>> Begin Extracted data

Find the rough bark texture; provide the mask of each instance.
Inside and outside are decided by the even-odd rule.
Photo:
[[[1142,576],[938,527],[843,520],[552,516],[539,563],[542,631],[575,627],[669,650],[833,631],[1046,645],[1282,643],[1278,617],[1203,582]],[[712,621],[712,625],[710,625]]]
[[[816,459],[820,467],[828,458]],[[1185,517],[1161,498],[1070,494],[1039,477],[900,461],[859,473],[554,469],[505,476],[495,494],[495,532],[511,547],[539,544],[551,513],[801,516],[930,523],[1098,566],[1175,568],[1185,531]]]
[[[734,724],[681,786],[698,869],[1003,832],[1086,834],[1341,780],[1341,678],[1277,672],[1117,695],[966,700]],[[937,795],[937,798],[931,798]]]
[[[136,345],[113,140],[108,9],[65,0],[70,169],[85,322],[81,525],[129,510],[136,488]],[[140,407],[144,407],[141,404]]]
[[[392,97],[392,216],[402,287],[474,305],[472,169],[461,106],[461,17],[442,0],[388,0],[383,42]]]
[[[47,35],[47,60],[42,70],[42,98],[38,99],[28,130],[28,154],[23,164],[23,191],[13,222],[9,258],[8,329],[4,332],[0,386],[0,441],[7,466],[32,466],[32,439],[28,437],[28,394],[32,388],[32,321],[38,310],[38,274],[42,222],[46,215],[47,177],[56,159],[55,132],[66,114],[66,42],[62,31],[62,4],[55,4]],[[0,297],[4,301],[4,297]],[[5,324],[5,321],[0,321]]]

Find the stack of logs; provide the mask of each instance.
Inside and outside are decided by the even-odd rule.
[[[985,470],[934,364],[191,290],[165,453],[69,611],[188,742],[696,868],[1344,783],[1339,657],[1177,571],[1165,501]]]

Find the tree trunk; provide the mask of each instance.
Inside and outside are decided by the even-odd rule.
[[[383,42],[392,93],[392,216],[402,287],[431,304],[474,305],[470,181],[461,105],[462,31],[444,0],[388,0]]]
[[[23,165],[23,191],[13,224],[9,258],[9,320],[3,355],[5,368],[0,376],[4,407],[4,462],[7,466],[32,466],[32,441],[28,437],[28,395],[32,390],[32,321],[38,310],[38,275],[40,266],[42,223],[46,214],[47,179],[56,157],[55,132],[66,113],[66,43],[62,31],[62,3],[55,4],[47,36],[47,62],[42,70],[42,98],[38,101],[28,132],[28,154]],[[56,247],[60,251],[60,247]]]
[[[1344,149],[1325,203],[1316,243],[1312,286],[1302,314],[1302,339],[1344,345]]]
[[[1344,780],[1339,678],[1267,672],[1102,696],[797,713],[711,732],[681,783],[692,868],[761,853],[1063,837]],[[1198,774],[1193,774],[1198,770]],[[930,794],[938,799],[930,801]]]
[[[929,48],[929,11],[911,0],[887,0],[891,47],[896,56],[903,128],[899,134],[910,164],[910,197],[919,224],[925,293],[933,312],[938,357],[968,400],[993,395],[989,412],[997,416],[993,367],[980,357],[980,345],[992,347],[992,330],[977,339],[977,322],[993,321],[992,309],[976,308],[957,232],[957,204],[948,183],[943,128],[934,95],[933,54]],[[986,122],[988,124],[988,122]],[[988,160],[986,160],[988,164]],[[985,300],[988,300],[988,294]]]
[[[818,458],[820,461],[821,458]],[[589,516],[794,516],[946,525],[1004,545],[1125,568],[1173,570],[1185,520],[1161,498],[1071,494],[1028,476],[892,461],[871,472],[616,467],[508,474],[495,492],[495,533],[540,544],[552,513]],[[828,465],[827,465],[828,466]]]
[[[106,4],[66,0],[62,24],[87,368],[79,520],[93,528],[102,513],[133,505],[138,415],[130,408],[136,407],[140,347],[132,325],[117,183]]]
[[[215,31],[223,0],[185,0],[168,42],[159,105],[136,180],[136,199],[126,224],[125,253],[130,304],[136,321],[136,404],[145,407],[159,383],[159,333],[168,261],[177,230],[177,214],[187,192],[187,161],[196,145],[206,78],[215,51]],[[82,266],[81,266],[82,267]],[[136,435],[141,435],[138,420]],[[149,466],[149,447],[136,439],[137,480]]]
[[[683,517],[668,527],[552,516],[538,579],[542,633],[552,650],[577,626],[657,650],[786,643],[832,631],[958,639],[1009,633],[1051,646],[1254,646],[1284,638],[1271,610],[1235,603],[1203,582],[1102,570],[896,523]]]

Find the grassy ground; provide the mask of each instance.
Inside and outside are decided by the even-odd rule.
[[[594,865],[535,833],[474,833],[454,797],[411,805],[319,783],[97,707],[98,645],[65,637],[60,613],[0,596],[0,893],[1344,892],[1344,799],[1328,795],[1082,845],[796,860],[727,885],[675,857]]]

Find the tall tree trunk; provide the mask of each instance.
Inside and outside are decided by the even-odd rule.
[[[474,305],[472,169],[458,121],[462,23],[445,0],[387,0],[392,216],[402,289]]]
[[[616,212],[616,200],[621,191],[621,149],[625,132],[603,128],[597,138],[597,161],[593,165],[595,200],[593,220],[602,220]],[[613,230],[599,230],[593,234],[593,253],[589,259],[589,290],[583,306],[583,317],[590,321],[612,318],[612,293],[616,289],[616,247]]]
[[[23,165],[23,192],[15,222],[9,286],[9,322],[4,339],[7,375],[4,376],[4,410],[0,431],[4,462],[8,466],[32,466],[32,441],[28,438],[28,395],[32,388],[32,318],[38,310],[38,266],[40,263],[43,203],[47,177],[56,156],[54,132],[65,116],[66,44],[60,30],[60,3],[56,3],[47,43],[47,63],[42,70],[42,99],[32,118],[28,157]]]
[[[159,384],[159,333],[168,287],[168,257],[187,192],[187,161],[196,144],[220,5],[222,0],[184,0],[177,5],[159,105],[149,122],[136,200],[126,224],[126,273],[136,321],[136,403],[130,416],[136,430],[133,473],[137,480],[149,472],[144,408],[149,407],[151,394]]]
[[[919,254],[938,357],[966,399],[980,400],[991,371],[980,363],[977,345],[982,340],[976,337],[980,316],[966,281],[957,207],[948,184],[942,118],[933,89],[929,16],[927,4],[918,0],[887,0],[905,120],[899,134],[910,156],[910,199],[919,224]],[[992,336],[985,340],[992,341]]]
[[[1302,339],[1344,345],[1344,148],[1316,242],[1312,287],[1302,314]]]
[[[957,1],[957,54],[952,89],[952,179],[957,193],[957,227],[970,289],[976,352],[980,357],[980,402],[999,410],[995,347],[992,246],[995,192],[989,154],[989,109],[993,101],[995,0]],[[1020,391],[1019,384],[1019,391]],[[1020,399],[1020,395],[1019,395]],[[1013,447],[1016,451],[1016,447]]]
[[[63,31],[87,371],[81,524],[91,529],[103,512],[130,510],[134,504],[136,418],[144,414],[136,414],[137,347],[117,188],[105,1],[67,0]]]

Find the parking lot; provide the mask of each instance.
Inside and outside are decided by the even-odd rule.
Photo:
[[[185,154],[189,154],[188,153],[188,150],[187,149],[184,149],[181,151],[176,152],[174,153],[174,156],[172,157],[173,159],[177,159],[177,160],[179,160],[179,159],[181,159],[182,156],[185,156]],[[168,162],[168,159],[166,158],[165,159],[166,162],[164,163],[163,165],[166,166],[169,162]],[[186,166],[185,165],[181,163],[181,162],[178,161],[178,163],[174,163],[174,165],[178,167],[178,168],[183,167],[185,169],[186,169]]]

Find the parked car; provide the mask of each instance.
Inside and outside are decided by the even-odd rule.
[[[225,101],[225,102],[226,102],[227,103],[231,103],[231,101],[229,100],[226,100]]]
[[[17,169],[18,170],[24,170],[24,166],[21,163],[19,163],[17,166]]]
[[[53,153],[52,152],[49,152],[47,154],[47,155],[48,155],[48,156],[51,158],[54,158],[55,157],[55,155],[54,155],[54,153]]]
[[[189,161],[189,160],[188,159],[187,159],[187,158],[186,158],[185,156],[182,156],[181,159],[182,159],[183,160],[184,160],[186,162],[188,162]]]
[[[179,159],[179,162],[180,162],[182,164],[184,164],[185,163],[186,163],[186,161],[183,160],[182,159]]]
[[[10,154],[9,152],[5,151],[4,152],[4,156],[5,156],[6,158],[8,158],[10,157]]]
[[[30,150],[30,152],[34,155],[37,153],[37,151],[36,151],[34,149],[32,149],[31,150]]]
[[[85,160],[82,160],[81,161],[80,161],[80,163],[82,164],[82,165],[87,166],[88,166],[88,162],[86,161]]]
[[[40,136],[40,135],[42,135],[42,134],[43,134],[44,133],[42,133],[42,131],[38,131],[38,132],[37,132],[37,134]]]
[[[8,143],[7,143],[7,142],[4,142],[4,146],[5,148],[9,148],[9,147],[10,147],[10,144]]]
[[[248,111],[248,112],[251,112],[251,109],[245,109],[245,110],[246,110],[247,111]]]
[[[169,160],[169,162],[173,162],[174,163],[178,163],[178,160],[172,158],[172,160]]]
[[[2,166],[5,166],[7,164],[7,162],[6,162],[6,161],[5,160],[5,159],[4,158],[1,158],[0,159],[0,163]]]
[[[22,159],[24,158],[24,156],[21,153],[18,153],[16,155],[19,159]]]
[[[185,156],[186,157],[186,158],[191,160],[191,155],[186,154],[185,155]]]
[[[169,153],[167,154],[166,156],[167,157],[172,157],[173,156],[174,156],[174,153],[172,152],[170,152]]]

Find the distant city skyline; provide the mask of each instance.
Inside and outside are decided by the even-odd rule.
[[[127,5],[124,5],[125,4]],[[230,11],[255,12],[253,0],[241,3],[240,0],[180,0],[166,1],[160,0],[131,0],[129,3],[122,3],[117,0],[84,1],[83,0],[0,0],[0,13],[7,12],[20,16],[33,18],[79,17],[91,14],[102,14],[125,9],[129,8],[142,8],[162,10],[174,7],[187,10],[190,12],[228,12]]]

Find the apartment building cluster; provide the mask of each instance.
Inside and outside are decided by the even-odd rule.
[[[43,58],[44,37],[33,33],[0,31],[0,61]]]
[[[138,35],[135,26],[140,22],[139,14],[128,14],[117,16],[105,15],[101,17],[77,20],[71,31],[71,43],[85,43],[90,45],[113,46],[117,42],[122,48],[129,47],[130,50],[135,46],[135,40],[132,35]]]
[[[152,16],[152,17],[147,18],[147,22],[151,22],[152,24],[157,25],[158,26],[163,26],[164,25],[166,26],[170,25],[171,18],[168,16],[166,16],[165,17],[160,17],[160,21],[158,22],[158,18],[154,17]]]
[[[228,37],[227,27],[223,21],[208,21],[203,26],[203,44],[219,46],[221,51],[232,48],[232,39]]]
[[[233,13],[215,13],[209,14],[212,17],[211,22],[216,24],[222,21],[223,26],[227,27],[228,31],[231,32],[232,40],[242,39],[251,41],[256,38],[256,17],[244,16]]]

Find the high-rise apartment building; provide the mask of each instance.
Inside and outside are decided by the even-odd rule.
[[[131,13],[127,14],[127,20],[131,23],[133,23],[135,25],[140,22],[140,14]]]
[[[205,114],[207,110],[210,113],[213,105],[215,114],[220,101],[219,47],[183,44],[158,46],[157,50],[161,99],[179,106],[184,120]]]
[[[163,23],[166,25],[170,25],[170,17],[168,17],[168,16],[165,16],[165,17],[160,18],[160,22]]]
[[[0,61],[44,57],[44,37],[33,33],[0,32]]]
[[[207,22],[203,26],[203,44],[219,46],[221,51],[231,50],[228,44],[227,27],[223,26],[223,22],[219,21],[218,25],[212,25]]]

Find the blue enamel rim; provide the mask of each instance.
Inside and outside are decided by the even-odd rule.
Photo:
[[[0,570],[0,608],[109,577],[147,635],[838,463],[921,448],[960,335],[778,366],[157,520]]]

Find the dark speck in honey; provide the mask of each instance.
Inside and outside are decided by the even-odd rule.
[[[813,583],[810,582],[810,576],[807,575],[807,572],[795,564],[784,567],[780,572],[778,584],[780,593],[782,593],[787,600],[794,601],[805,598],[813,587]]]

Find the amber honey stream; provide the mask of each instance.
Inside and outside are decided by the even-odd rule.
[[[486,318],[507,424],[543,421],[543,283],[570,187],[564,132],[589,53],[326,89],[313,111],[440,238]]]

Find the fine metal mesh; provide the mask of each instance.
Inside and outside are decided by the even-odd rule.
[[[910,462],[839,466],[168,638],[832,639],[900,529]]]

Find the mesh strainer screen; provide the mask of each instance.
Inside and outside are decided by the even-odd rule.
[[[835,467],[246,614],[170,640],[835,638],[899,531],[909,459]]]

>> End Extracted data

◆ **Direction**: Pull out each line of the items above that contains the string "building", where uppercase and lowercase count as different.

◆ **Answer**:
Find the apartment building cluster; provide the mask of each instance.
Find the high-rise apartment building; provide the mask of each instance.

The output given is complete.